::: Material for this task

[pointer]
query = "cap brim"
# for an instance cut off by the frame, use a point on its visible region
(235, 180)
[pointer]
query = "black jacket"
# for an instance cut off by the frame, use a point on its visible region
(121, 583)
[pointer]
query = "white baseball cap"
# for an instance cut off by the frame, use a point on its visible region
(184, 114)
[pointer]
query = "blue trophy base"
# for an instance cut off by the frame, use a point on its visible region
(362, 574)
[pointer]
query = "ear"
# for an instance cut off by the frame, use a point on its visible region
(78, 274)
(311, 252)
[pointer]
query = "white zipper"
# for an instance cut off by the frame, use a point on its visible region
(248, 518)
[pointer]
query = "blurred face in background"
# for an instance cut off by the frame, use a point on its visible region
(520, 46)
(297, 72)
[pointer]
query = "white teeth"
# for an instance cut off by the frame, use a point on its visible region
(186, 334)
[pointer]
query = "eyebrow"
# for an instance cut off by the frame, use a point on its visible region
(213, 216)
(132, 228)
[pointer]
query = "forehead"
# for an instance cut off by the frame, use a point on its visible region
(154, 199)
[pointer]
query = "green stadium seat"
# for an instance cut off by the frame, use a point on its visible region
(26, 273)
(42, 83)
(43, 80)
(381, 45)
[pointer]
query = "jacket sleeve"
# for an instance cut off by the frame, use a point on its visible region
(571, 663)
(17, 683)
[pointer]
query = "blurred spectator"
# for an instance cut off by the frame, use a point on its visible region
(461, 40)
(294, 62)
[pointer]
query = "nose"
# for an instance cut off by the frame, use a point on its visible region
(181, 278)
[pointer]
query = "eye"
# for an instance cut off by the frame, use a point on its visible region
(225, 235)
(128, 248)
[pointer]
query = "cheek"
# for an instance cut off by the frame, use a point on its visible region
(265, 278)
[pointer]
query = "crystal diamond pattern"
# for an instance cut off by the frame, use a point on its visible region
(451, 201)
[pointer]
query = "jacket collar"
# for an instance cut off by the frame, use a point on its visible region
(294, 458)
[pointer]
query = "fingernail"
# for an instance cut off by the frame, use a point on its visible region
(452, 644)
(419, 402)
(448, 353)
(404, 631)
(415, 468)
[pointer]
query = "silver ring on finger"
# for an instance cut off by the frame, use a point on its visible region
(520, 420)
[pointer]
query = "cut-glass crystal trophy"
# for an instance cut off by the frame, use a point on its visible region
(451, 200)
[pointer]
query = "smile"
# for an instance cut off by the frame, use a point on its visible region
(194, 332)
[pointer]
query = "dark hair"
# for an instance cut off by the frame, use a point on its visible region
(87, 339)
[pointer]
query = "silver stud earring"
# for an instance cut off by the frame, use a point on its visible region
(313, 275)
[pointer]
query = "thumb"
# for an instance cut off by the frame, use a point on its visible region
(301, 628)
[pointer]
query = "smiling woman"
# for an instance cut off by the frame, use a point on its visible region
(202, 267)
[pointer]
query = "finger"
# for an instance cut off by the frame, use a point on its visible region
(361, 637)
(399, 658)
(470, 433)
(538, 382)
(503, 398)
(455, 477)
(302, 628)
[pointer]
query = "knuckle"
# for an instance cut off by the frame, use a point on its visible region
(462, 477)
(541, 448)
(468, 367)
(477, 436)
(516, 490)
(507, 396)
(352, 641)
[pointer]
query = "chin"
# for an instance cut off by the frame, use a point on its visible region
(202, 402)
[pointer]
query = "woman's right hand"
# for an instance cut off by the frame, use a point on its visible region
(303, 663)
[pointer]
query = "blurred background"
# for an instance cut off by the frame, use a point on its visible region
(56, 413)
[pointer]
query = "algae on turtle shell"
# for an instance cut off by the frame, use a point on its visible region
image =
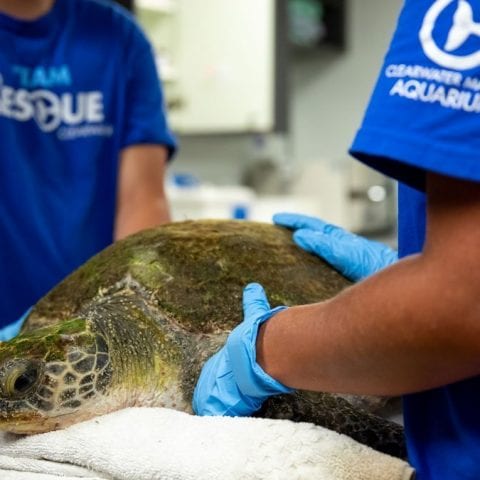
(134, 325)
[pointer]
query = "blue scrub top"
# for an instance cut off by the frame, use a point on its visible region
(76, 87)
(424, 116)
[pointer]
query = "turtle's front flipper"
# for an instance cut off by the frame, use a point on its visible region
(335, 413)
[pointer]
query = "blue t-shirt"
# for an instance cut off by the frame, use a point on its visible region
(76, 86)
(424, 115)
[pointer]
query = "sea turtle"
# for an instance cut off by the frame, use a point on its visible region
(134, 325)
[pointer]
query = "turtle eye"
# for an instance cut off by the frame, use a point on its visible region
(21, 378)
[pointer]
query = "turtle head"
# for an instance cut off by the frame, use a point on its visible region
(49, 376)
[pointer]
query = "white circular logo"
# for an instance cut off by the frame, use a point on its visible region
(462, 29)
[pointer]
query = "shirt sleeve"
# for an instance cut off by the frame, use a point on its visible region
(424, 111)
(145, 113)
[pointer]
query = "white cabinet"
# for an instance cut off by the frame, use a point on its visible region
(218, 62)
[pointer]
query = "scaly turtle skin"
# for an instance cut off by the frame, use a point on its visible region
(134, 325)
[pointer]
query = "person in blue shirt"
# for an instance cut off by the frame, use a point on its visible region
(84, 137)
(411, 324)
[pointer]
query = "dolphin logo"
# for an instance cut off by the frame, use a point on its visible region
(462, 28)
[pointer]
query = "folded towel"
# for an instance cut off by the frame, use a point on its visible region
(163, 444)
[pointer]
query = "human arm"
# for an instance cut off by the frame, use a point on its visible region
(141, 198)
(412, 326)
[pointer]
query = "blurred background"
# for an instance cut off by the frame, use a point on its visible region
(265, 97)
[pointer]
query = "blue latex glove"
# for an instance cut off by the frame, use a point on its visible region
(11, 330)
(231, 382)
(353, 256)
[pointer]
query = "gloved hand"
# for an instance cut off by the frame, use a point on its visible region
(11, 330)
(231, 382)
(353, 256)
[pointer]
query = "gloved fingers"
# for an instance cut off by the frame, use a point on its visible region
(12, 330)
(300, 222)
(296, 221)
(342, 258)
(255, 301)
(206, 395)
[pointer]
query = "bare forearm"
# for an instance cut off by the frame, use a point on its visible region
(146, 211)
(142, 201)
(406, 329)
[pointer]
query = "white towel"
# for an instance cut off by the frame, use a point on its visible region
(163, 444)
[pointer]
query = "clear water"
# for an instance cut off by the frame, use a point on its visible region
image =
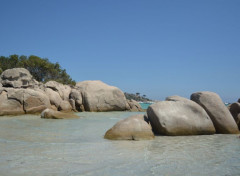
(33, 146)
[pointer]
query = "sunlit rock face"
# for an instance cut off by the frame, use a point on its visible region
(179, 118)
(52, 114)
(17, 78)
(235, 111)
(217, 111)
(131, 128)
(98, 96)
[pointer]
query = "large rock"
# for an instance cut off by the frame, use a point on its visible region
(23, 101)
(218, 112)
(179, 118)
(17, 78)
(9, 106)
(131, 128)
(235, 111)
(65, 106)
(134, 106)
(35, 101)
(98, 96)
(51, 114)
(62, 90)
(178, 98)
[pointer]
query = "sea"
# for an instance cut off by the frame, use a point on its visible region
(31, 146)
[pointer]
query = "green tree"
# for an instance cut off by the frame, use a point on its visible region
(41, 68)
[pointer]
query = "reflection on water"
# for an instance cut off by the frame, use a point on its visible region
(33, 146)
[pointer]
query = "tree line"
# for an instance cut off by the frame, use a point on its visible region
(41, 68)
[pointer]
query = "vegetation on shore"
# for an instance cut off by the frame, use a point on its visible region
(41, 68)
(136, 97)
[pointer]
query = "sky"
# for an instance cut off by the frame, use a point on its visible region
(155, 47)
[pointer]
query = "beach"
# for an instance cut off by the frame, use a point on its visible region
(30, 145)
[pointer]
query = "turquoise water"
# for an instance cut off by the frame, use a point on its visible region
(145, 105)
(31, 146)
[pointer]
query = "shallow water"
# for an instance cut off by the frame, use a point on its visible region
(33, 146)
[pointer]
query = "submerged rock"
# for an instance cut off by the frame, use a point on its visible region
(35, 101)
(235, 111)
(218, 112)
(134, 106)
(51, 114)
(62, 90)
(17, 78)
(179, 118)
(131, 128)
(98, 96)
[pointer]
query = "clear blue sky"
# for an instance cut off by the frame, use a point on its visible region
(155, 47)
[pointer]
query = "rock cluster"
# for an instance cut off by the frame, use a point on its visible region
(204, 114)
(21, 94)
(132, 128)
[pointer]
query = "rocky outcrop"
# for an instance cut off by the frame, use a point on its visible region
(218, 112)
(98, 96)
(131, 128)
(21, 94)
(20, 101)
(9, 106)
(54, 97)
(235, 111)
(34, 101)
(179, 118)
(59, 95)
(178, 98)
(76, 100)
(17, 78)
(134, 106)
(51, 114)
(62, 90)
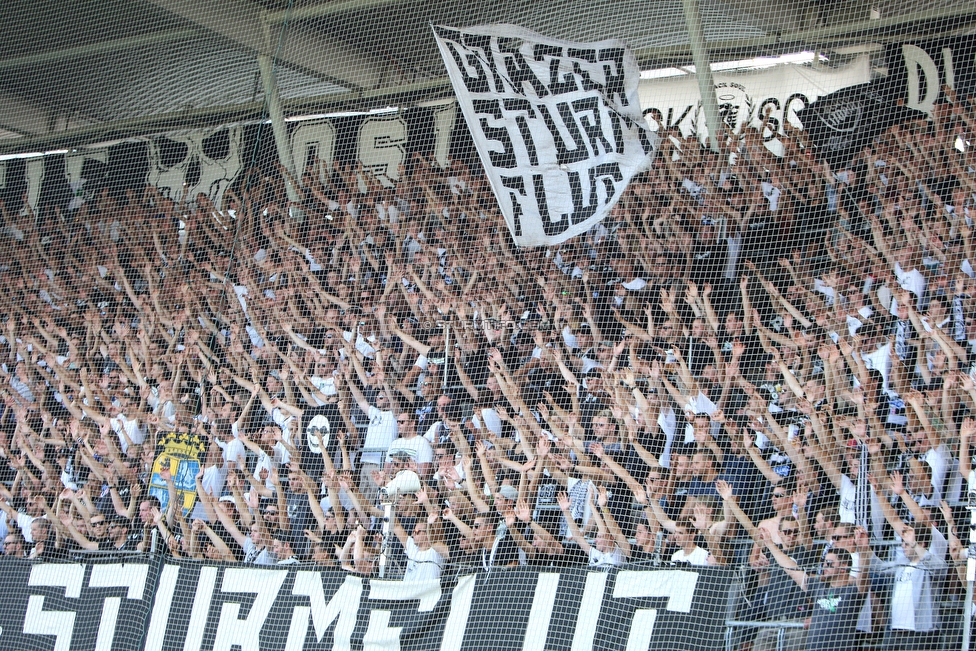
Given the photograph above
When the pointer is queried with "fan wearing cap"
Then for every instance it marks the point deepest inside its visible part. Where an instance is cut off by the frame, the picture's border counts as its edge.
(380, 434)
(410, 447)
(425, 550)
(97, 528)
(611, 547)
(118, 536)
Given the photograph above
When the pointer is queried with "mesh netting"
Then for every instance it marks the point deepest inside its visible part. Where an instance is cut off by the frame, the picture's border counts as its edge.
(517, 325)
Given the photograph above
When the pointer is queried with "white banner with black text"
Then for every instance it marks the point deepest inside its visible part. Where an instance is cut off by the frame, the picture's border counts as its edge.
(557, 125)
(166, 605)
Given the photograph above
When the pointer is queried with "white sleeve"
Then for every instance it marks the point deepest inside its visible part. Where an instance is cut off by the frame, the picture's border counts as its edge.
(425, 453)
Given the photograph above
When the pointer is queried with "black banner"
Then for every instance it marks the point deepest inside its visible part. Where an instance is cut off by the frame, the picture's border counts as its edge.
(183, 164)
(74, 606)
(841, 123)
(187, 606)
(918, 71)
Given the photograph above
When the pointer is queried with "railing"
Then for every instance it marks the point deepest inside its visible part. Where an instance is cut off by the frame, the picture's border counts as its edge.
(732, 624)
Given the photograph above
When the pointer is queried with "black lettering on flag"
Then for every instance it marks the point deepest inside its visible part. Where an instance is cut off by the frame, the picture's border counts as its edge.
(474, 84)
(772, 123)
(483, 43)
(590, 57)
(540, 198)
(615, 82)
(513, 105)
(565, 155)
(516, 190)
(518, 69)
(594, 129)
(608, 173)
(506, 158)
(556, 87)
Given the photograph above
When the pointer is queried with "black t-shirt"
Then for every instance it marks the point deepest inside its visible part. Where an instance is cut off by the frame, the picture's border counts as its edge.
(784, 599)
(835, 613)
(572, 556)
(221, 531)
(109, 546)
(503, 553)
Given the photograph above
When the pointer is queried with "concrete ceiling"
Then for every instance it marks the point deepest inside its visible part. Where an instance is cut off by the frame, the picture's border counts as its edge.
(76, 71)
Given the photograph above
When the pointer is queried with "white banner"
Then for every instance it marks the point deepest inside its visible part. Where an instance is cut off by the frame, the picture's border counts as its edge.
(557, 125)
(743, 97)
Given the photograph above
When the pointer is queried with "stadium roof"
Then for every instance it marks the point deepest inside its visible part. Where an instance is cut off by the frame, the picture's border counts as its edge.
(79, 71)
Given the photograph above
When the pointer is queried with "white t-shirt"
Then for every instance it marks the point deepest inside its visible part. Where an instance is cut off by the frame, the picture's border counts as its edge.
(418, 448)
(422, 565)
(605, 559)
(132, 430)
(379, 435)
(698, 556)
(234, 451)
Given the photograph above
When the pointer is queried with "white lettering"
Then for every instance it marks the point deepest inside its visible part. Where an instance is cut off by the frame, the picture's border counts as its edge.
(541, 613)
(382, 149)
(915, 58)
(314, 142)
(947, 65)
(60, 624)
(343, 606)
(380, 636)
(201, 608)
(132, 577)
(589, 613)
(161, 606)
(676, 585)
(444, 117)
(231, 630)
(457, 620)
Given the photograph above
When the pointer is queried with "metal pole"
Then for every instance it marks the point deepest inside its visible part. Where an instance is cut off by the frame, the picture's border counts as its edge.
(967, 622)
(280, 130)
(703, 71)
(447, 351)
(385, 546)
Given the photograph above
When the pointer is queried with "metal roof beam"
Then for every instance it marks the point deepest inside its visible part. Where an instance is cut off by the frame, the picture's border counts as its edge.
(310, 12)
(101, 47)
(244, 22)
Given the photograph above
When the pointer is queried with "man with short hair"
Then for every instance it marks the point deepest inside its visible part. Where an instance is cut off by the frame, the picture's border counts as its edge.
(13, 545)
(415, 447)
(42, 533)
(282, 549)
(118, 536)
(380, 434)
(914, 618)
(838, 595)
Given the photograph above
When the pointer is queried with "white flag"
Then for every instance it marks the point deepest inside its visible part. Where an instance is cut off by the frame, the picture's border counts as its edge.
(557, 125)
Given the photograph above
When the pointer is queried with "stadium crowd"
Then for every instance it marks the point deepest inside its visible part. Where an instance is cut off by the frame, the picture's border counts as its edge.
(770, 351)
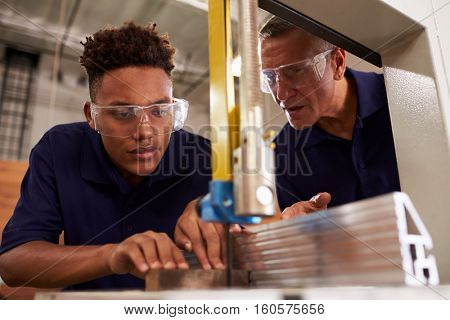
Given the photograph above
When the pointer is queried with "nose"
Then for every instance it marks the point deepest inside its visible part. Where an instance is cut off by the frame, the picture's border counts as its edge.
(144, 129)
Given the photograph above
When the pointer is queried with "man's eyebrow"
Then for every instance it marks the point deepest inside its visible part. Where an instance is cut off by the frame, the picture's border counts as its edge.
(124, 103)
(118, 103)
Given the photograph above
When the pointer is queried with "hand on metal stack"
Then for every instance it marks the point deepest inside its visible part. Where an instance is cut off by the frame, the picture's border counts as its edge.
(317, 203)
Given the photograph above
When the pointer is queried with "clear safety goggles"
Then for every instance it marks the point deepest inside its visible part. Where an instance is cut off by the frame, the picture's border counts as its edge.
(298, 74)
(124, 120)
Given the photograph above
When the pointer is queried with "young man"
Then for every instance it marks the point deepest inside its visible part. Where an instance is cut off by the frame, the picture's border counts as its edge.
(115, 185)
(339, 135)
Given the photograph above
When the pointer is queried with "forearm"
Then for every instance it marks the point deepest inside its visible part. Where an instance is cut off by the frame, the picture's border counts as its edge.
(46, 265)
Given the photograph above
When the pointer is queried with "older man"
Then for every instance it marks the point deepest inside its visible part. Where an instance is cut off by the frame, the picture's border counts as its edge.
(338, 145)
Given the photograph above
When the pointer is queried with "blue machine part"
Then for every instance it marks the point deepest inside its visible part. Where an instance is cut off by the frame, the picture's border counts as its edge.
(218, 205)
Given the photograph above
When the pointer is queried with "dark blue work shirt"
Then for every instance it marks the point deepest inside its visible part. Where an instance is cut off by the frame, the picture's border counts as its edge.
(72, 186)
(310, 161)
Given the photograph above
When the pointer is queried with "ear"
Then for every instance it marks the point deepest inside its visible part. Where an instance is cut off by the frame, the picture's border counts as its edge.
(339, 63)
(88, 115)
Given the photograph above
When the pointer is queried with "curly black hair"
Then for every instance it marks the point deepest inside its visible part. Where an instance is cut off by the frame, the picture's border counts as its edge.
(130, 45)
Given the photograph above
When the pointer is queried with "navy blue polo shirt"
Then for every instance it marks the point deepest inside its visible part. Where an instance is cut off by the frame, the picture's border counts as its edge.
(72, 186)
(310, 161)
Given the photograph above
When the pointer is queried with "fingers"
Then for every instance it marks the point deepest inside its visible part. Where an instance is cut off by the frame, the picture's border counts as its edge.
(221, 231)
(319, 202)
(146, 251)
(205, 239)
(213, 244)
(190, 230)
(149, 249)
(137, 258)
(181, 240)
(179, 259)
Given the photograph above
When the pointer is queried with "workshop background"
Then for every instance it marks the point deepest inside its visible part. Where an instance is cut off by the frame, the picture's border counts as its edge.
(42, 83)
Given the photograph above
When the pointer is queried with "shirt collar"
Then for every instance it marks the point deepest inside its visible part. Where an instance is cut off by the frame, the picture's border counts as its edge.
(371, 96)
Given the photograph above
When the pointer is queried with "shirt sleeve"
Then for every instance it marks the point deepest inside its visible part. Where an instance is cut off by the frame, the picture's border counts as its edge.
(37, 214)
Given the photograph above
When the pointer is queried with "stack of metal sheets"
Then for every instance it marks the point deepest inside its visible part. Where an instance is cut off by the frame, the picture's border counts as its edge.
(379, 241)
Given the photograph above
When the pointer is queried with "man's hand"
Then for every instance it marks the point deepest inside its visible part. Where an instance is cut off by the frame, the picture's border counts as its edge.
(206, 239)
(319, 202)
(141, 252)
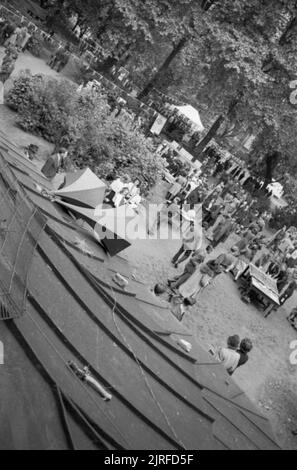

::::::

Task statement: Look through the listing above and copy each line with the word "stack" in it.

Task result:
When the pointer is queried with "hand on metal stack"
When the pointer is queried with "stack of metal sheets"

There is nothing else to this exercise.